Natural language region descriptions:
+---+

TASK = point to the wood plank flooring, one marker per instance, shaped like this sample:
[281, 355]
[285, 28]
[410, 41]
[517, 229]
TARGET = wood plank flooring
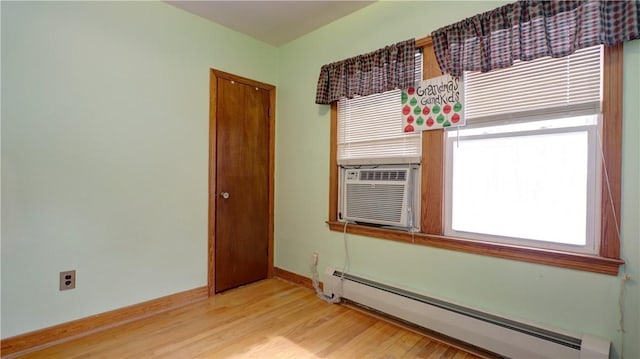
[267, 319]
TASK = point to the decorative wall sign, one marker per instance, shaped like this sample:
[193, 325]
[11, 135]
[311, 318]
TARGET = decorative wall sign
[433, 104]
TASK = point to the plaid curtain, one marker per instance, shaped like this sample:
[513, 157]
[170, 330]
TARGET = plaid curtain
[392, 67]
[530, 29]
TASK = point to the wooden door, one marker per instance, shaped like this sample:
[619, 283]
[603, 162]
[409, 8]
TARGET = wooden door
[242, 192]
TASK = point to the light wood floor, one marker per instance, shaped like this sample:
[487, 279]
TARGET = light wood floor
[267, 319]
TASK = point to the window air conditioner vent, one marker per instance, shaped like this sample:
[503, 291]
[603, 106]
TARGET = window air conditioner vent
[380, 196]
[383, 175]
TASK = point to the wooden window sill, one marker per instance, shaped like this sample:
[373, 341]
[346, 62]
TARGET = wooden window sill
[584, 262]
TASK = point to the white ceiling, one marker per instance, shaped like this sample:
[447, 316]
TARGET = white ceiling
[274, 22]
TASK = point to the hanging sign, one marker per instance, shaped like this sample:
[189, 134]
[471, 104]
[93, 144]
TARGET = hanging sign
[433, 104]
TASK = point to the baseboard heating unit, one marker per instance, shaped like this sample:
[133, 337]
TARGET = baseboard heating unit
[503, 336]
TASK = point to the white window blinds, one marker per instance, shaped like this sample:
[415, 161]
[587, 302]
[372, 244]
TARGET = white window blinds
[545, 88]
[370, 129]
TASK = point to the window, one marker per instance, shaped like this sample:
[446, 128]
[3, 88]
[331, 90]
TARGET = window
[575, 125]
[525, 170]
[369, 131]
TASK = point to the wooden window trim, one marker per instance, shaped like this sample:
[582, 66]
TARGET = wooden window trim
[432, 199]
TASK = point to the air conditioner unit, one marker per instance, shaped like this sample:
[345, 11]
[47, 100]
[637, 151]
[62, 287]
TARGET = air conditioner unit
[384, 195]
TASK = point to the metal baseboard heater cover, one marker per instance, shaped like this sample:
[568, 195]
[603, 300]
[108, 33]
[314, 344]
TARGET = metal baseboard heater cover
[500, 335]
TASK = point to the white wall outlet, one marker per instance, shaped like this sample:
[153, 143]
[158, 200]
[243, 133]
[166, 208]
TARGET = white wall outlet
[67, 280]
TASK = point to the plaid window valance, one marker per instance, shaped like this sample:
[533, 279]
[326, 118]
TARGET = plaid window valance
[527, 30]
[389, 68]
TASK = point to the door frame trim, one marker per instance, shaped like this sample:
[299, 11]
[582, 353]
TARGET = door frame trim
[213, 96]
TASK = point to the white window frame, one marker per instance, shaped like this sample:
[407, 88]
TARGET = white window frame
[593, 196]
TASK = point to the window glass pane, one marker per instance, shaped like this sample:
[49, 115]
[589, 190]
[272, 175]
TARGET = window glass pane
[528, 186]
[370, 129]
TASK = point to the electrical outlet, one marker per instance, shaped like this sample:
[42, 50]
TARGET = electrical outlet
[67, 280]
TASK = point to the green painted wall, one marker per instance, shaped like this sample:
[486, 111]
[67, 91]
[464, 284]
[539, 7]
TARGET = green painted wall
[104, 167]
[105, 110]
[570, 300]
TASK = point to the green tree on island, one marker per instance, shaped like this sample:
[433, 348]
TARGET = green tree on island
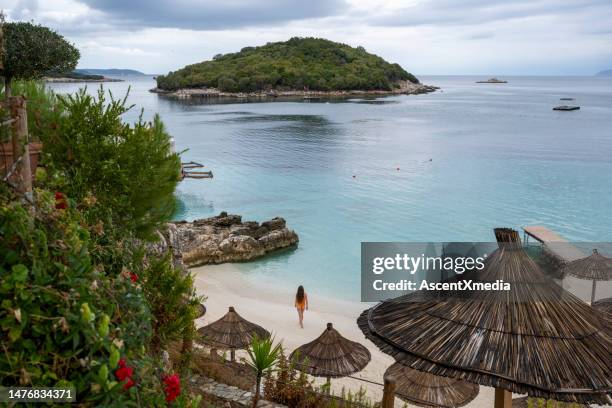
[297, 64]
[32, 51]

+---+

(What the task asks)
The last line of the entries marks the end, and the line with "TARGET = metal baseboard heater cover" marks the start. Output exactly those two lines and every line between them, nothing else, with the pictures left out.

(Answer to the exercise)
TARGET = metal baseboard heater cover
[500, 335]
TASK = point to the white wall outlet, one marker per instance, shaped like this sample:
[153, 143]
[158, 200]
[243, 133]
[166, 208]
TARGET = white wall outlet
[67, 280]
TASK = point to the plaid window valance, one marker per instance, shaped like this sample:
[533, 279]
[326, 118]
TARGET = plaid window valance
[527, 30]
[389, 68]
TASK = point to the door frame trim, one marker per instance, shaped like this sample:
[299, 11]
[582, 353]
TARGET = door frame trim
[213, 96]
TASK = point to the white window frame, one marker per instance, shaped like this sample:
[407, 88]
TARGET = white window frame
[593, 196]
TASK = point to the window glass pane, one marker per instance, shaped like this sample:
[49, 115]
[589, 190]
[272, 175]
TARGET = window glass pane
[528, 186]
[370, 129]
TASK = point to the electrical outlet, one marker per instance, shaped like this sample:
[42, 50]
TARGET = electrical outlet
[67, 280]
TASK = point to the green painted wall, one marker per instance, shaped like this sample:
[486, 111]
[67, 91]
[464, 284]
[539, 7]
TARGET = green painted wall
[104, 167]
[105, 110]
[570, 300]
TASK = point to the green tree on island, one marker per instance, shaped like this sample:
[433, 348]
TARGET = green tree on island
[297, 64]
[32, 51]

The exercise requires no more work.